ASSIGNMENT. Every line containing "below" should be copied out. Go through the entries and find them.

[Stored data entries]
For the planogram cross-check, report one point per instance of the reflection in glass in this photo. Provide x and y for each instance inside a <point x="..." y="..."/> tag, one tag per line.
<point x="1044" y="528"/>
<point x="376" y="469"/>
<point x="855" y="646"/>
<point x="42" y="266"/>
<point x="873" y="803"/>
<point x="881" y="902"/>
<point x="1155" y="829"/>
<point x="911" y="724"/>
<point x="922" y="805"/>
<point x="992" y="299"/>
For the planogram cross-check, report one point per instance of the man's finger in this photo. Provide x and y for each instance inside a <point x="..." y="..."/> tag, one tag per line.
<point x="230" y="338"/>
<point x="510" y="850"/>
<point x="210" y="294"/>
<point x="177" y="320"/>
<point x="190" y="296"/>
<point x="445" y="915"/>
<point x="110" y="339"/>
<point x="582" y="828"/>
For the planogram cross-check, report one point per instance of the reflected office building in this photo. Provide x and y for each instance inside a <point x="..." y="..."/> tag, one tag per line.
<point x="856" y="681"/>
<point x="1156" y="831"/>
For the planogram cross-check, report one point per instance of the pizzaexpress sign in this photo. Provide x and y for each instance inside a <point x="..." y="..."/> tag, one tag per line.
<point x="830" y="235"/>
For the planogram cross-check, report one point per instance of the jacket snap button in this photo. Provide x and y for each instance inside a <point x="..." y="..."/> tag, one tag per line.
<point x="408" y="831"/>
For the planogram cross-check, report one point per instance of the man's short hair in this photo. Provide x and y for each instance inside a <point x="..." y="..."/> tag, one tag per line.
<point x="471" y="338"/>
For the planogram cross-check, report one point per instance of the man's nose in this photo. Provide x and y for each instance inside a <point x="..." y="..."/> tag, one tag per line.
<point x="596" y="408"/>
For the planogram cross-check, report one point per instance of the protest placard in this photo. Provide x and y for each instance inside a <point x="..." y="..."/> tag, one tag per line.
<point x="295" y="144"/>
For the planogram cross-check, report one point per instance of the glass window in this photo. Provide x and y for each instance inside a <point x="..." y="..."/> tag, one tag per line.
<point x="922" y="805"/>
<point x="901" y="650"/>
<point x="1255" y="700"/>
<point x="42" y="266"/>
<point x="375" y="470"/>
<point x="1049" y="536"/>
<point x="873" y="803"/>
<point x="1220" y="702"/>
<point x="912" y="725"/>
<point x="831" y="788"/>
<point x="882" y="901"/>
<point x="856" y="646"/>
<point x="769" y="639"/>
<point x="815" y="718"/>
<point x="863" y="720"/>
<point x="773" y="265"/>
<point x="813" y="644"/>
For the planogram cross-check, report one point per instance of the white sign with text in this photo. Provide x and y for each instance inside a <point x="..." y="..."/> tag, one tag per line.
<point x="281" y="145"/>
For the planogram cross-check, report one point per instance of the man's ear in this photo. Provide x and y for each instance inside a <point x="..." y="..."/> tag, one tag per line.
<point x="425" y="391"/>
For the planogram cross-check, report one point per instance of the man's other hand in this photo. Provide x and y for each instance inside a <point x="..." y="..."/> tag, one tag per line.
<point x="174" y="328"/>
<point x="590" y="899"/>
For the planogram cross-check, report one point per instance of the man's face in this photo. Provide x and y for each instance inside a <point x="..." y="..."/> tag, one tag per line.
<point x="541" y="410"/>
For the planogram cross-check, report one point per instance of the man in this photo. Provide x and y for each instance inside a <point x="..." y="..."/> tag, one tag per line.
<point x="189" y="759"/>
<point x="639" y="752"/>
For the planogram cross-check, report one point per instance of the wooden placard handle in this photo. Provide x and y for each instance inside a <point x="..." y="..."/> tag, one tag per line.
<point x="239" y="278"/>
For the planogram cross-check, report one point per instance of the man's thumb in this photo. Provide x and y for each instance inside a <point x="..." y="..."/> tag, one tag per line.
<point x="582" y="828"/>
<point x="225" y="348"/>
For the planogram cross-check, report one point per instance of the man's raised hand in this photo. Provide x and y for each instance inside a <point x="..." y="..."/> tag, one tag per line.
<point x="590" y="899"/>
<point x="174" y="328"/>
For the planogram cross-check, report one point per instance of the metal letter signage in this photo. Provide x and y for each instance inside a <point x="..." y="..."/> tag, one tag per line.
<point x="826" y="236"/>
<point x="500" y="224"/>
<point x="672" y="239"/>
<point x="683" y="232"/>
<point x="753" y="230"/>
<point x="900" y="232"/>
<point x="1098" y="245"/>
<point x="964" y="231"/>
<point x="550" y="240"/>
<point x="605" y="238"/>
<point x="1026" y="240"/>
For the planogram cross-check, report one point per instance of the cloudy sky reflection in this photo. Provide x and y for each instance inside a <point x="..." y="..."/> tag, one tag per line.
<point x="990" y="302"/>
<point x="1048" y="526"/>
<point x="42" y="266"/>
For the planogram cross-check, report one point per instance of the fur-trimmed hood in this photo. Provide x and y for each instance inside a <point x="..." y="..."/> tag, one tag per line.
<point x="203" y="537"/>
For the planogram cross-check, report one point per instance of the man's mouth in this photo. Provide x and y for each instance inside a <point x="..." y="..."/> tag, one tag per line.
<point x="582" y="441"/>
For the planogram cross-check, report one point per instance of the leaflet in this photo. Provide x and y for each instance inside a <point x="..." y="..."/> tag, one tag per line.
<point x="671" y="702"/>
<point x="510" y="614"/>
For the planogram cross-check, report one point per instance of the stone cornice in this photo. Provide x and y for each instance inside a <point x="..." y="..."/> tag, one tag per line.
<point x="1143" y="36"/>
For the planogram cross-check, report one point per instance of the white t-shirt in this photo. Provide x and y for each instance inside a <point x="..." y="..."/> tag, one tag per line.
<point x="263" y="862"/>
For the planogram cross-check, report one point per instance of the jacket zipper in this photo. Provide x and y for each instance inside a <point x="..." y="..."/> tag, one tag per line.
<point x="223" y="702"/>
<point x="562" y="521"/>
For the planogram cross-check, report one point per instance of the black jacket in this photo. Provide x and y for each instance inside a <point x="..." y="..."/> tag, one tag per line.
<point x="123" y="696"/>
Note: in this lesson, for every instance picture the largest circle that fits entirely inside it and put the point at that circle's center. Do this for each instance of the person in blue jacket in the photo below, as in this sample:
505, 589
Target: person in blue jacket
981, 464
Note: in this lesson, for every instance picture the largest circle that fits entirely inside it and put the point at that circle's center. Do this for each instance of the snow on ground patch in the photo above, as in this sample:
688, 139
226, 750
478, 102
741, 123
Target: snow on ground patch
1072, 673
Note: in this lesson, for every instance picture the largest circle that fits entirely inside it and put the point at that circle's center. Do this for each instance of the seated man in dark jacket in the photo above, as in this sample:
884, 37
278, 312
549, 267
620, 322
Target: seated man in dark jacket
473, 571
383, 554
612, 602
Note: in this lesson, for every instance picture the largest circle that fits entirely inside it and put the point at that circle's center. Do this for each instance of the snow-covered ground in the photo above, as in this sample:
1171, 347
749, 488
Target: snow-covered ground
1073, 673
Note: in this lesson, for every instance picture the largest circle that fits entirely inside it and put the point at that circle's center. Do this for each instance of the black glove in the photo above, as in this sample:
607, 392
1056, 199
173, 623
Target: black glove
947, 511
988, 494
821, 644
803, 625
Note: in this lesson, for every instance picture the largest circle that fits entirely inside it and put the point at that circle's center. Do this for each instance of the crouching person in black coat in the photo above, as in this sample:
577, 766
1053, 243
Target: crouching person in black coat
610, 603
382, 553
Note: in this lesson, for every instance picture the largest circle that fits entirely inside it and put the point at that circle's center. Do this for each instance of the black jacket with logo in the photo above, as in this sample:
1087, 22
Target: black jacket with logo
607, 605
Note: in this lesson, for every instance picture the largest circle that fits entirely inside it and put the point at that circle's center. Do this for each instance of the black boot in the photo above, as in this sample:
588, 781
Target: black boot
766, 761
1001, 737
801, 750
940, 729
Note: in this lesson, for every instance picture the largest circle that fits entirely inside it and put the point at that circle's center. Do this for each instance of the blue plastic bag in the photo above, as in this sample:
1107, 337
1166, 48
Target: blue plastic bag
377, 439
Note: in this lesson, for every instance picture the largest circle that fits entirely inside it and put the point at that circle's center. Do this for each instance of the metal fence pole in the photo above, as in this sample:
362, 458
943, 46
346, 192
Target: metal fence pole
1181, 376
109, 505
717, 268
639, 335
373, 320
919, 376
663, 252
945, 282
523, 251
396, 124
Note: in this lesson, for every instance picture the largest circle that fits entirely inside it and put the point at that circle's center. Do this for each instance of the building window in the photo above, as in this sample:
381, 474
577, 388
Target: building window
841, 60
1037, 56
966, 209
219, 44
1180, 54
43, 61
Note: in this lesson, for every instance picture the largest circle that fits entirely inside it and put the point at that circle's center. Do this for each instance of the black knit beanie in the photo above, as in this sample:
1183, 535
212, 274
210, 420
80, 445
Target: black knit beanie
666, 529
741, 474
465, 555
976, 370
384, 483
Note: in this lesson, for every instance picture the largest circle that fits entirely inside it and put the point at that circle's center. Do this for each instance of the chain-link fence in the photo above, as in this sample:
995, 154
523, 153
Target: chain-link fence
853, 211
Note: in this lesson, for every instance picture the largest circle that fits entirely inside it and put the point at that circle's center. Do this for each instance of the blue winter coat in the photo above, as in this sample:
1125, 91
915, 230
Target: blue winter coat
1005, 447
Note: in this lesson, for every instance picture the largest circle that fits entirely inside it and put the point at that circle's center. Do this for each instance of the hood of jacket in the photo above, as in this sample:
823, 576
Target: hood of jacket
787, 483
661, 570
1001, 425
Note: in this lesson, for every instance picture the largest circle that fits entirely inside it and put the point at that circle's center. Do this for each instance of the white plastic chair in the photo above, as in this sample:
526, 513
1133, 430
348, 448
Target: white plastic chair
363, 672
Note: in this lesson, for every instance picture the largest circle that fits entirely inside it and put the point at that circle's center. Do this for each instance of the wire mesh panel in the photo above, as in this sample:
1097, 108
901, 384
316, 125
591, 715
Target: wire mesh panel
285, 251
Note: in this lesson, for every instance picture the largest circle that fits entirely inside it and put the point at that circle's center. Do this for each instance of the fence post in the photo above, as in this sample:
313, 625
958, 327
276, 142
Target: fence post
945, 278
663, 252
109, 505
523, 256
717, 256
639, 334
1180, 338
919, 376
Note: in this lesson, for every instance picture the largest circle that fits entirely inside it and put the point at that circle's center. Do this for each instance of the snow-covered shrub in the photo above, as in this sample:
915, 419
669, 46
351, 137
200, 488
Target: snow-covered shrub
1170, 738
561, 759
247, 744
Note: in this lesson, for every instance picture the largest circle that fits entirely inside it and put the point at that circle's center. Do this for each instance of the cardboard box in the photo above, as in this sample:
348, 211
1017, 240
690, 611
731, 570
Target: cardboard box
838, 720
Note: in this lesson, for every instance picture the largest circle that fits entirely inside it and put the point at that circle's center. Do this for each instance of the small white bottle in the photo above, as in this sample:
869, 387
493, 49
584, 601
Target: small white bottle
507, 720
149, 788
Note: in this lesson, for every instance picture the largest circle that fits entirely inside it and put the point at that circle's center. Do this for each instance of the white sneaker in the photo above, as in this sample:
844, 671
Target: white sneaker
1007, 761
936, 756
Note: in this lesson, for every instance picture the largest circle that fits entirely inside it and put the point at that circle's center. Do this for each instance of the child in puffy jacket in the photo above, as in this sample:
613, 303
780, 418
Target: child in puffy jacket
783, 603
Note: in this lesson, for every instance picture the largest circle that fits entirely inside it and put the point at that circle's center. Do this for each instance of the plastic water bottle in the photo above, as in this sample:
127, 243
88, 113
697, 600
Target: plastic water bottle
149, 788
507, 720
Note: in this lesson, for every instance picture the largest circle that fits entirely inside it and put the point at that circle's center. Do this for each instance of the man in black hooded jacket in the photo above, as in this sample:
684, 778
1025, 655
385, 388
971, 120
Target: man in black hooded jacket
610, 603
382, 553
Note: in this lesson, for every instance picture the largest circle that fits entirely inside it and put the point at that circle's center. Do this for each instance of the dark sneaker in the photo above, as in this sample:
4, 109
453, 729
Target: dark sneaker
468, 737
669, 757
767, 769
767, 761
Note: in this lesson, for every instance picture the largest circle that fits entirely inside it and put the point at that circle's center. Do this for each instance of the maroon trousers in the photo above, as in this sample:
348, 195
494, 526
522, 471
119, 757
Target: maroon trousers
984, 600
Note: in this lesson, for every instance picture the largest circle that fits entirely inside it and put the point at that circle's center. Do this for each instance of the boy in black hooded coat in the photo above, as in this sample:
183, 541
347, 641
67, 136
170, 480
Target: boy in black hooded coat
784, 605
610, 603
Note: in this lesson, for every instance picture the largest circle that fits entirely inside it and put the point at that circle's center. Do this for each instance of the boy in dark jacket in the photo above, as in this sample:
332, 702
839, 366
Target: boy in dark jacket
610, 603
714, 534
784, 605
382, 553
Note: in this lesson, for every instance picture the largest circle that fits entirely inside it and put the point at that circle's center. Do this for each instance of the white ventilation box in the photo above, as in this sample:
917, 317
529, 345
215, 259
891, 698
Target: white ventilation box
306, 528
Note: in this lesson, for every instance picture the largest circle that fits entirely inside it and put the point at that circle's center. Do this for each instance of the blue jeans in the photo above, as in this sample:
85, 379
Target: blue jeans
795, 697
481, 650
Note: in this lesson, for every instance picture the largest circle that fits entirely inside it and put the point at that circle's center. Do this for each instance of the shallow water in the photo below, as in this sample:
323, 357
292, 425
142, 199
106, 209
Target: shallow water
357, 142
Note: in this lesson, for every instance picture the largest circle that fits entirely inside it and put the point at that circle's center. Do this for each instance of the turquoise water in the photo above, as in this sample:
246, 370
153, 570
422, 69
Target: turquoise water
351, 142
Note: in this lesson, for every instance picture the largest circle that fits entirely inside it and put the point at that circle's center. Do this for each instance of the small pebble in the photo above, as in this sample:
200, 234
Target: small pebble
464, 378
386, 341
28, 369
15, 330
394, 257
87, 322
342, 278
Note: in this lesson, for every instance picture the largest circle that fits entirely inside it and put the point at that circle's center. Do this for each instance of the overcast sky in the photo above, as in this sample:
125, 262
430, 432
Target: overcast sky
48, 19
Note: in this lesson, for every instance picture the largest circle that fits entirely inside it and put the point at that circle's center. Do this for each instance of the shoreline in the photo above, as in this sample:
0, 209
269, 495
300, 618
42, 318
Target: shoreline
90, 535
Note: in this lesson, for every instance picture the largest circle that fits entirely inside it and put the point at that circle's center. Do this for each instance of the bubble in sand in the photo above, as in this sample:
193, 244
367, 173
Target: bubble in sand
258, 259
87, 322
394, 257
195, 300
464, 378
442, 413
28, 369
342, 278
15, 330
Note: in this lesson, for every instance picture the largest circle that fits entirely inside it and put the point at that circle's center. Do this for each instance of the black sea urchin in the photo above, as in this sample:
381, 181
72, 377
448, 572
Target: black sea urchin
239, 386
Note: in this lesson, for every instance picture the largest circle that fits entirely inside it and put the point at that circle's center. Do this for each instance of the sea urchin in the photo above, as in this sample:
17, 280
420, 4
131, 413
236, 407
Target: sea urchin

ANSWER BOX.
Note: in this lesson, for every instance picture the largest circle that fits entirely inside it and put the point at that circle's center. Do this for each instance of the person in blue jacket in the photo below, as in this sample:
Note: in this lesson, for every instance picture the largest circle that fits entirely inside it and put the point at that circle's center. Do this for each instance of the shallow water in the photo below, as in this sample:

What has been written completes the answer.